## To do
Every line below that has the word "black" counts once; report how many lines that makes, with no other words.
··· Material provided
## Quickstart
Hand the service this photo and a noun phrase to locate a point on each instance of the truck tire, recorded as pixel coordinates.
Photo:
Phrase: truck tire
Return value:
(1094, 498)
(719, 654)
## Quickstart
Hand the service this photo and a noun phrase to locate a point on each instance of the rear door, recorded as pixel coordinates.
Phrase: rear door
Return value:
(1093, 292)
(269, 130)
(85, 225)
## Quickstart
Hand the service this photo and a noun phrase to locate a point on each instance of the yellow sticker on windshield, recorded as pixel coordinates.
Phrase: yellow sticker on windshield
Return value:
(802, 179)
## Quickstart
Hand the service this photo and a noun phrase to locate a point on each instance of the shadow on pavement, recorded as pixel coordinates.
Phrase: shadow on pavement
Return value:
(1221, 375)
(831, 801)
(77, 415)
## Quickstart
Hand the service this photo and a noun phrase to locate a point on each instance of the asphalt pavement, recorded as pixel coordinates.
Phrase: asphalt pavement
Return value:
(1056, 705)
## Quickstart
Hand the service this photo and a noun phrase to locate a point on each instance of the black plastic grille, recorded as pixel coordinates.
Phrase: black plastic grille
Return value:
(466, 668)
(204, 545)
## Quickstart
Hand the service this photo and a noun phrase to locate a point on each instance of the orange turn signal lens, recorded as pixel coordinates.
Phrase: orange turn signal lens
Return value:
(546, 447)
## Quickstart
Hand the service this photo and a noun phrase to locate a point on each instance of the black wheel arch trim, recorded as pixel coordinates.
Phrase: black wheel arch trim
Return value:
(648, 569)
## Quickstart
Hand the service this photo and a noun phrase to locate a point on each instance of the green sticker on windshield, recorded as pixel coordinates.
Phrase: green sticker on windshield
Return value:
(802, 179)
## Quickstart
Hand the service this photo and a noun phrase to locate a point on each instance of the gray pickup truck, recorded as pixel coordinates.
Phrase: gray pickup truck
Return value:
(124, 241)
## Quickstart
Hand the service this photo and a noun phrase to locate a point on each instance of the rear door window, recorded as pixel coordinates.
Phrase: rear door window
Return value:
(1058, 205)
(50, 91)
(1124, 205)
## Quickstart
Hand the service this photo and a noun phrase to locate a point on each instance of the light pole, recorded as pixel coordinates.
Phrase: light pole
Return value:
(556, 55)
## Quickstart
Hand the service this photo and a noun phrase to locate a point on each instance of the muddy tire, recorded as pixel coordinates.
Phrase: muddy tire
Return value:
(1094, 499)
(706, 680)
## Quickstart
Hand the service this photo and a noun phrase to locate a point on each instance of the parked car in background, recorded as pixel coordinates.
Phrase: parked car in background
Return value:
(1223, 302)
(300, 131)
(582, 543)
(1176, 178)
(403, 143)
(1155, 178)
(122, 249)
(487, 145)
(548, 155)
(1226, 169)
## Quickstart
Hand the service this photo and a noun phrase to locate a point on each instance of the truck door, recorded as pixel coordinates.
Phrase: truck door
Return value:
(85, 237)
······
## Reply to the task
4